Text excerpt:
Data Driven Modeling in Earth and Environmental Science
Course description
This course introduces data driven techniques used to analyze Earth and environmental observations and model outputs. Students learn fundamental data handling skills, exploratory analysis, and modern machine learning approaches tailored to environmental systems. Emphasis is placed on understanding the meaning of patterns, variability, and uncertainty in the Earth system rather than on purely computational or algorithmic knowledge. Through hands on coding activities and real world examples from the ocean, atmosphere, hydrosphere, and biosphere, students learn how data driven methods can reveal processes, improve predictions, and support scientific discovery in the environmental sciences.
Learning goals
-
Environmental Data and Preprocessing:
Identify major Earth system datasets and apply essential preprocessing to prepare data for analysis -
Exploratory Data Analysis:
Characterize variability in environmental data across time and space using standard analysis techniques -
Data Driven Modeling and Evaluation:
Build and assess statistical models that explain and predict environmental processes -
Machine Learning for Earth System Applications:
Apply machine learning methods to Earth system data and communicate results with reproducible workflows
Course Topics and Outline
Part I: Data of the earth system
Lecture 1: Observational Data in Earth Science
Students learn how coastal, oceanic, atmospheric, and terrestrial environments are measured. Topics include satellites for sea surface height and vegetation, buoys and Argo profiles for ocean water properties, eddy covariance towers for land carbon fluxes, and river gauging networks. Focus on the strengths and limitations of each observing system for scientific inference.
Homework:
Collect a set of data in earth and environment sciences and describe this set of data
Lecture 2: Model and Reanalysis Data
Introduction to general earth system models and the role of data assimilation in reanalysis. Students learn differences between observations and model results, common biases, and appropriate usage in climate and Earth system studies including CMIP model projections and atmospheric reanalyses.
References:
Eyring et al., 2016. Overview of the Coupled Model Intercomparison Project Phase 6 (CMIP6) experimental design and organization. Geoscientific Model Development, 9(5), pp.1937-1958. [link]
Lecture 3: Earth Data Formats and Handling
Hands on training with NetCDF and multidimensional data tools like xarray. Students work with Earth data such as MODIS chlorophyll or NOAA sea surface temperature, learning slicing, masking, and metadata interpretation.
Homework:
Download, process, and plot a set of NetCDF data in python or MATLAB.
Lecture 4: Data Quality Control and Preprocessing
How to screen and correct environmental datasets. Includes checking instrument drift, removing outliers in ocean sensors, temporal filtering in climate indices, detrending temperature records, and computing anomalies relative to climatology.

Data excerpts:
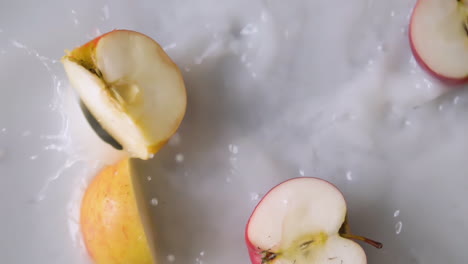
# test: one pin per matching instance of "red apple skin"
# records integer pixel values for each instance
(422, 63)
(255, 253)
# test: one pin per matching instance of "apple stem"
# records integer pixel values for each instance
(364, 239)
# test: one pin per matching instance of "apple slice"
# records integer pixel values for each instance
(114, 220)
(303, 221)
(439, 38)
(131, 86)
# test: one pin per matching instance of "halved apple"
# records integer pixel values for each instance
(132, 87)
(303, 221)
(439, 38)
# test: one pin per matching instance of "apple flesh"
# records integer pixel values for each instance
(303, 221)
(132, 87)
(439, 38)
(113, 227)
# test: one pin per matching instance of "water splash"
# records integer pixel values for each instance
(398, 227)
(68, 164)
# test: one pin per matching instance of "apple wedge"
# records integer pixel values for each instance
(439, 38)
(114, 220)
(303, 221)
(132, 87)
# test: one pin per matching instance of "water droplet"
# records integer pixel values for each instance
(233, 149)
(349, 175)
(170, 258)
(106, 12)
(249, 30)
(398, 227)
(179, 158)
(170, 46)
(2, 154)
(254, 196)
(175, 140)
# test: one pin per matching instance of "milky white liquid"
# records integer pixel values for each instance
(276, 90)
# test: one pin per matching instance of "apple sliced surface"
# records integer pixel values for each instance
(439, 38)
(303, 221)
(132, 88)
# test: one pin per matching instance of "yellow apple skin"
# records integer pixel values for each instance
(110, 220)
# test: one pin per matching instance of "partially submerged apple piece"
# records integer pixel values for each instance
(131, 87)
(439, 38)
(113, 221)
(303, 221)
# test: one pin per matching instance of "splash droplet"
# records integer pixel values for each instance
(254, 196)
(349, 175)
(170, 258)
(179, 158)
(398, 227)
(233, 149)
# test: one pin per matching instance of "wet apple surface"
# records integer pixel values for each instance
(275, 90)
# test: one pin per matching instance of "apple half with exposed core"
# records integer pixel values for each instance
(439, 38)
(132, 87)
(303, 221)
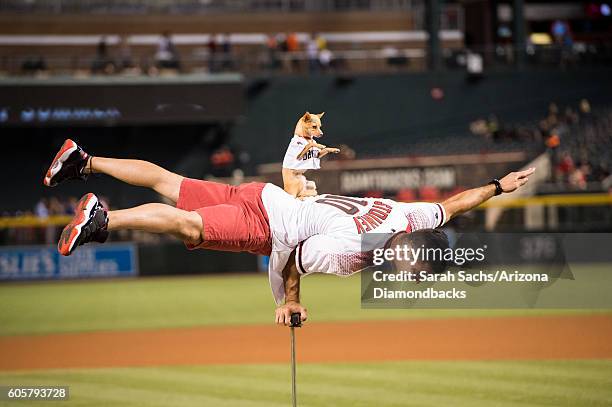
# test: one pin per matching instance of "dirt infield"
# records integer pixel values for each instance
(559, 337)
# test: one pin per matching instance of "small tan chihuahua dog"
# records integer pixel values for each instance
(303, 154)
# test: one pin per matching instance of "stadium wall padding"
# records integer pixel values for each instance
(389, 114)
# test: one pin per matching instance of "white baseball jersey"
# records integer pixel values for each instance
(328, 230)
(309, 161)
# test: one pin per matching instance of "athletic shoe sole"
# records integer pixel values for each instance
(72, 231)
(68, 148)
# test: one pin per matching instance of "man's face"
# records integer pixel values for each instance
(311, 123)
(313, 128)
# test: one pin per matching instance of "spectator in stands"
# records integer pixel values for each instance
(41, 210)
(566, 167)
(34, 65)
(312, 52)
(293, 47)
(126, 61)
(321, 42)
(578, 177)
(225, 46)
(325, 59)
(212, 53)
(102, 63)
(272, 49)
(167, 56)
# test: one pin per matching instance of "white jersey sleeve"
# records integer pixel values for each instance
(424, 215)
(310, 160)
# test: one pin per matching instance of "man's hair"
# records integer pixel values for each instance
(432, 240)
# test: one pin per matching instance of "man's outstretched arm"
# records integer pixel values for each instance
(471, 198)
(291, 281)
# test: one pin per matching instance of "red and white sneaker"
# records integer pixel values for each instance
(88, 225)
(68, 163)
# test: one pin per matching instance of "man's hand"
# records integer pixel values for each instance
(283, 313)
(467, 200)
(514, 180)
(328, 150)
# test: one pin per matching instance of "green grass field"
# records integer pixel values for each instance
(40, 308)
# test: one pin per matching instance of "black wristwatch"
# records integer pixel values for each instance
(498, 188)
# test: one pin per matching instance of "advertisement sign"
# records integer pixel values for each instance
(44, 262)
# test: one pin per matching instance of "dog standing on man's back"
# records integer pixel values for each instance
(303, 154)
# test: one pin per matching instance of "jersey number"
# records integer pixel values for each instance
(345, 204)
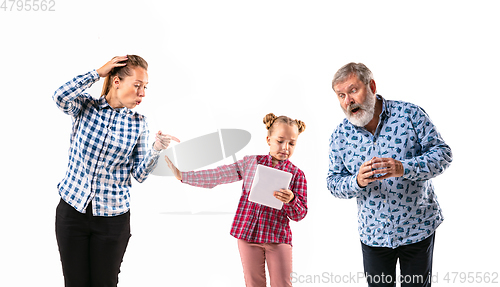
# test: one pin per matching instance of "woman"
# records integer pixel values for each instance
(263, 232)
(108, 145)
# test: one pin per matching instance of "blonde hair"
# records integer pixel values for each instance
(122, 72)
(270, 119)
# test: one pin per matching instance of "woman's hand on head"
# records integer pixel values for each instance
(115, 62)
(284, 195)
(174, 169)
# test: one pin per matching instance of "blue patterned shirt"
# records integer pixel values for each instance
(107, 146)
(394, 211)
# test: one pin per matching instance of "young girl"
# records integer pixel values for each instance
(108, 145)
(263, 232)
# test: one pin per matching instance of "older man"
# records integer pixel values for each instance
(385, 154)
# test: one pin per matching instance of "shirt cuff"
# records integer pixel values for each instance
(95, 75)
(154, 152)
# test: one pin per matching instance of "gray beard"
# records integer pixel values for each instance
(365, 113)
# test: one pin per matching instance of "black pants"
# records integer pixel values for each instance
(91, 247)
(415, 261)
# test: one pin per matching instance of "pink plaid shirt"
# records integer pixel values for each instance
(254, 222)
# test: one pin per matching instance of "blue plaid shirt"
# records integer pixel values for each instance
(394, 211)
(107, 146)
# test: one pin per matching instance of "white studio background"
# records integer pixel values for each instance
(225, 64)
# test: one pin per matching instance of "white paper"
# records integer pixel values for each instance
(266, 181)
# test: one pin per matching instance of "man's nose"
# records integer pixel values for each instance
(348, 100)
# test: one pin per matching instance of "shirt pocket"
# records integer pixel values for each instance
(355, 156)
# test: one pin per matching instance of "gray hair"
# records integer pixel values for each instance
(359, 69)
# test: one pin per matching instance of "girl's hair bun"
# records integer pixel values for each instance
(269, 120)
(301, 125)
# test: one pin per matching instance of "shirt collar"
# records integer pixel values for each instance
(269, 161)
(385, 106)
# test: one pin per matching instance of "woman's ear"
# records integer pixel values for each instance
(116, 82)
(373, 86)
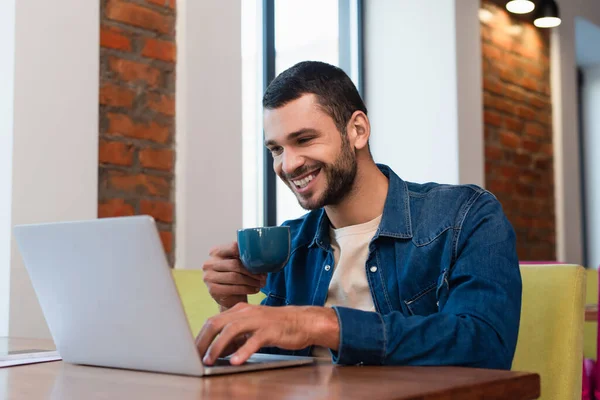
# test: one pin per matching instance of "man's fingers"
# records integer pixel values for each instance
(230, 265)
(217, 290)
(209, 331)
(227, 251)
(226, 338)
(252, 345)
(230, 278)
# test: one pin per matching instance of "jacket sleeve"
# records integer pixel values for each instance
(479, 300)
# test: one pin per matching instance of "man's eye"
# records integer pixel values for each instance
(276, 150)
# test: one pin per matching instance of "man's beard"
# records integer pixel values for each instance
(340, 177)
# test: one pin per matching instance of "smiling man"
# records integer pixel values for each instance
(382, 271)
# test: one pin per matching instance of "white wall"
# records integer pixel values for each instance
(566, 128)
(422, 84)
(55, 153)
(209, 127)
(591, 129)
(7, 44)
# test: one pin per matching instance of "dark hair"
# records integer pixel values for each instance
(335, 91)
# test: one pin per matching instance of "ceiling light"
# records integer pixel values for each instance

==

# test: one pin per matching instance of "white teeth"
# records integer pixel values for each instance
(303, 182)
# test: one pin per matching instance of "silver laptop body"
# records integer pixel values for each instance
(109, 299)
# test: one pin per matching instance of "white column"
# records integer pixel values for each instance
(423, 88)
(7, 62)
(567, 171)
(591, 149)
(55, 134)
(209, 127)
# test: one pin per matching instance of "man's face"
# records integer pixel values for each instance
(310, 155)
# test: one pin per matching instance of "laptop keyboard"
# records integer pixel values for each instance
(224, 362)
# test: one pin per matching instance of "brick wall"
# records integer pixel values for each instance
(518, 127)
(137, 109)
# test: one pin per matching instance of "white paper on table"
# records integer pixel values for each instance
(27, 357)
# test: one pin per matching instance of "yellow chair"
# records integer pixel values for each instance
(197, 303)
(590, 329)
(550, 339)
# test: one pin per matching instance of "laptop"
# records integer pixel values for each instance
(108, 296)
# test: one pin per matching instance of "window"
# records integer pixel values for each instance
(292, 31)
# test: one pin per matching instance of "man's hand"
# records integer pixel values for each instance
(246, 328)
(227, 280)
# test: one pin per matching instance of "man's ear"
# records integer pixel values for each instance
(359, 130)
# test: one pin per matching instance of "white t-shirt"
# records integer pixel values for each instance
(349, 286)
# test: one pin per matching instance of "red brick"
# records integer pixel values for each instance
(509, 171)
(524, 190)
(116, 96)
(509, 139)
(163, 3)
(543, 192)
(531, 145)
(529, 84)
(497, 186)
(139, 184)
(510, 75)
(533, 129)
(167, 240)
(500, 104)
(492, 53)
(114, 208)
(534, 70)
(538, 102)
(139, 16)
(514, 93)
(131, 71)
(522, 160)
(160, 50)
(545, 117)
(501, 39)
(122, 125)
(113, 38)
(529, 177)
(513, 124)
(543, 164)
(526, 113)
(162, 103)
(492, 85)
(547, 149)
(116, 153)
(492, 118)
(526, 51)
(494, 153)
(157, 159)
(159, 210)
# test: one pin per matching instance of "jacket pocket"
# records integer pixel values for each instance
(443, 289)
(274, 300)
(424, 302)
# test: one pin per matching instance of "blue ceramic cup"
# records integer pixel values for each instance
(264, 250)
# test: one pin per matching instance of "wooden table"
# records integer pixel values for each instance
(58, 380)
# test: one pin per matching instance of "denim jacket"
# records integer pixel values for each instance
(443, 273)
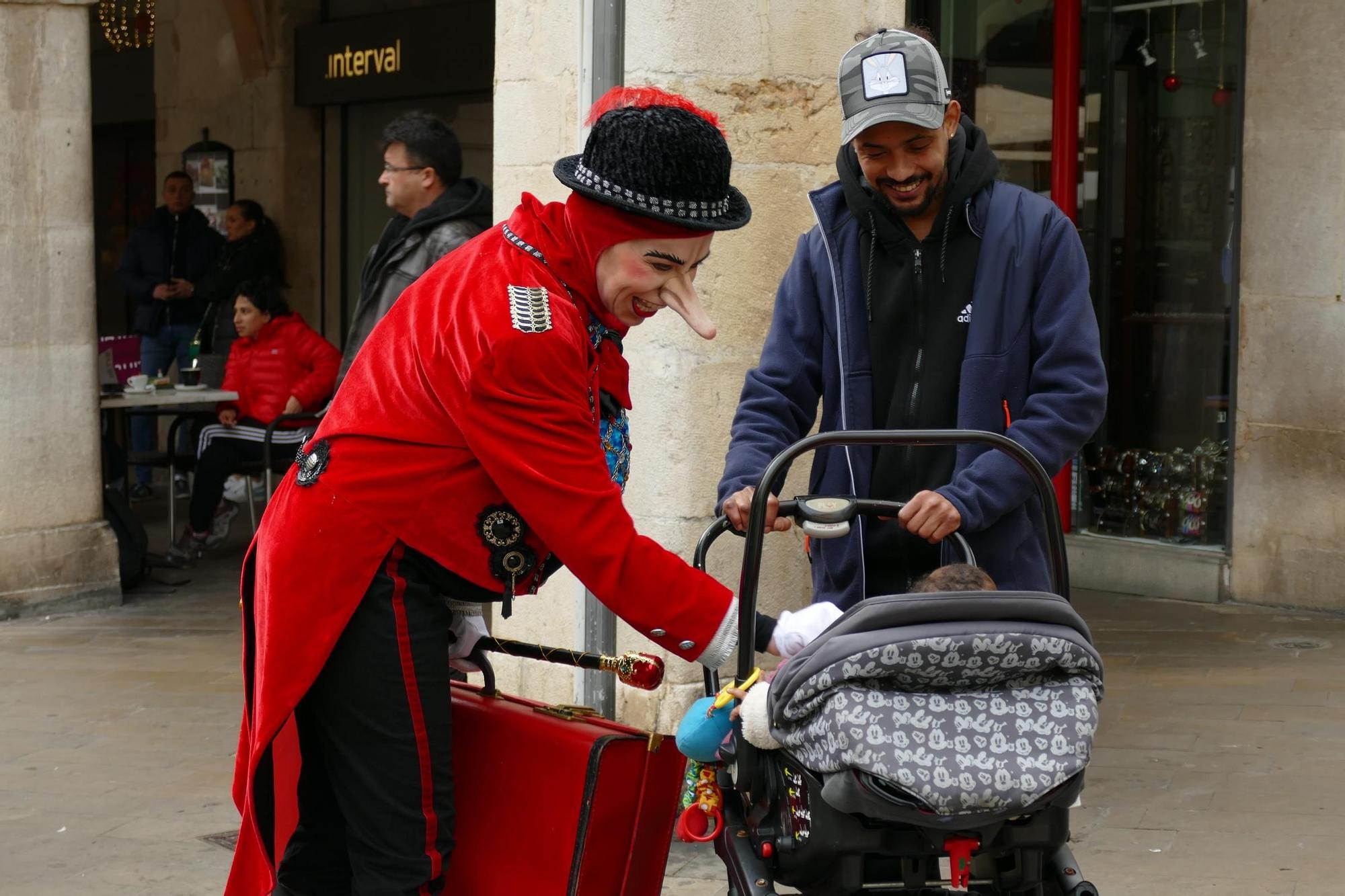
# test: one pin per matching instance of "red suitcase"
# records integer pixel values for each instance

==

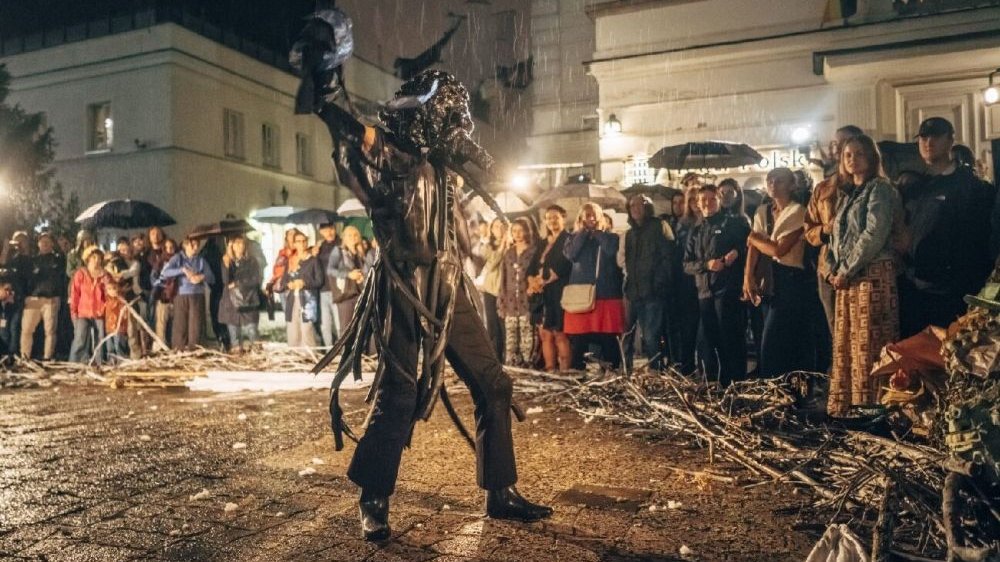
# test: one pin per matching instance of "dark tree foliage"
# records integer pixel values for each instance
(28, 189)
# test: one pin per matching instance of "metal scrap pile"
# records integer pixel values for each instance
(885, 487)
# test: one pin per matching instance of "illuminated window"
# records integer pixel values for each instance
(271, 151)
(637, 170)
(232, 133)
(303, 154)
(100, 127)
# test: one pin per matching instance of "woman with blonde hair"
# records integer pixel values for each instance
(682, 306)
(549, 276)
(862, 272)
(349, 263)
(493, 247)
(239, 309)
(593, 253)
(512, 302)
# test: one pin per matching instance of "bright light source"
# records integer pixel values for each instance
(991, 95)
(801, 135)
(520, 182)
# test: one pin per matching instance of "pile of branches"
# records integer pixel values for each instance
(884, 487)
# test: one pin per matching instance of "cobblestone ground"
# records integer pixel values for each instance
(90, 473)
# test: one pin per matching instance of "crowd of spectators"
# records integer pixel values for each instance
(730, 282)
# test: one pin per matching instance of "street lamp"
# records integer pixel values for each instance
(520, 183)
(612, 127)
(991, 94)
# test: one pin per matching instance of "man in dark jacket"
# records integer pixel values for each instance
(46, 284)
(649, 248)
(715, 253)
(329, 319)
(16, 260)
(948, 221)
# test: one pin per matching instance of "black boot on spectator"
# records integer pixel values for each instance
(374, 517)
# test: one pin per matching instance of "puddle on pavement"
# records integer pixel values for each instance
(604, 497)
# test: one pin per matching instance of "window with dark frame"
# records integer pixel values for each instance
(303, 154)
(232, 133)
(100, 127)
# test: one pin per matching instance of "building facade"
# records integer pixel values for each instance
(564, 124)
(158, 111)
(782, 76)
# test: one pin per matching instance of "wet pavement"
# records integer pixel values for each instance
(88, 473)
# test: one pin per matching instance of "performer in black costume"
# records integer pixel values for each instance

Written tasks:
[1] Write out the Earth science course outline word for word, everything from "Lecture 4: Data" down to "relative to climatology.".
[2] Continue the Earth science course outline from where it stops.

Answers given:
[1]
Lecture 4: Data Quality Control and Preprocessing
How to screen and correct environmental datasets. Includes checking instrument drift, removing outliers in ocean sensors, temporal filtering in climate indices, detrending temperature records, and computing anomalies relative to climatology.

[2]
References:
Kennedy, J.J., 2014. A review of uncertainty in in situ measurements and data sets of sea surface temperature. Reviews of Geophysics, 52(1), pp.1-32. [link]
Part II: Basics of data-driven analysis methods
Lecture 5: Exploratory Analysis of Environmental Data
Focus on variability patterns in environmental systems. Topics include autocorrelation in climate indices, spatial covariance of sea surface temperature, and spectra of sea level and wind time series. Students analyze datasets using standard Earth science workflows.
References:
Deser, C., Alexander, M.A., Xie, S.P. and Phillips, A.S., 2010. Sea surface temperature variability: Patterns and mechanisms. Annual review of marine science, 2, pp.115-143. [link]
Lecture 6: Regression Tools for Earth System Applications
How linear and nonlinear regression support prediction and attribution studies, for example linking rainfall to large scale climate drivers or relating primary productivity to nutrients. Students interpret physical meaning of coefficients and uncertainties.
References:
Da, F., Stock, C.A., Dunne, J.P., Liu, X., Luo, J.Y., Lee, M. and Shevliakova, E., 2025. A global perspective on river alkalinity: Drivers and implications for coastal ocean carbonate chemistry. Global Biogeochemical Cycles, 39(11), p.e2025GB008528. [link]
Lecture 7: Dimensionality Reduction in the Geophysical Context
EOF and PCA methods applied to climate phenomena such as ENSO or modes of sea level variability. Students learn interpretation of spatial patterns and caution against over interpretation when sampling is limited.
References:
Wilks, D.S., 2011. Principal component (EOF) analysis. In International geophysics (Vol. 100, pp. 519-562). Academic press. [link]
Champenois, B. and Sapsis, T., 2024. Machine learning framework for the real-time reconstruction of regional 4D ocean temperature fields from historical reanalysis data and real-time satellite and buoy surface measurements. Physica D: Nonlinear Phenomena, 459, p.134026. [link]
Lecture 8: Validation, Cross Validation, and Uncertainty in Environmental Prediction
Model validation for seasonal forecasts, hydrologic predictions, and ecological indicators. Introduces skill metrics used in environmental assessments including reliability diagrams and RMSE.
References:
Chai, T. and Draxler, R.R., 2014. Root mean square error (RMSE) or mean absolute error (MAE)?–Arguments against avoiding RMSE in the literature. Geoscientific model development, 7(3), pp.1247-1250. [link]
Part III: Common machine-learning methods
Lecture 9: Decision Trees and Random Forests in Earth Science
Applications examples including water quality classification, flood risk mapping, land cover recognition, and drought monitoring. Covers interpretability and feature importance for physical system insights.
References:
Mobley, W., Sebastian, A., Blessing, R., Highfield, W.E., Stearns, L. and Brody, S.D., 2021. Quantification of continuous flood hazard using random forest classification and flood insurance claims at large spatial scales: a pilot study in southeast Texas. Natural Hazards and Earth System Sciences, 21(2), pp.807-822. [link]
Lecture 10: Neural Networks for Environmental Prediction
Learn how neural networks handle nonlinear relationships such as predicting hurricane intensity, climate pattern recognition, or air quality forecasts. Introduces convolutional networks for gridded climate fields.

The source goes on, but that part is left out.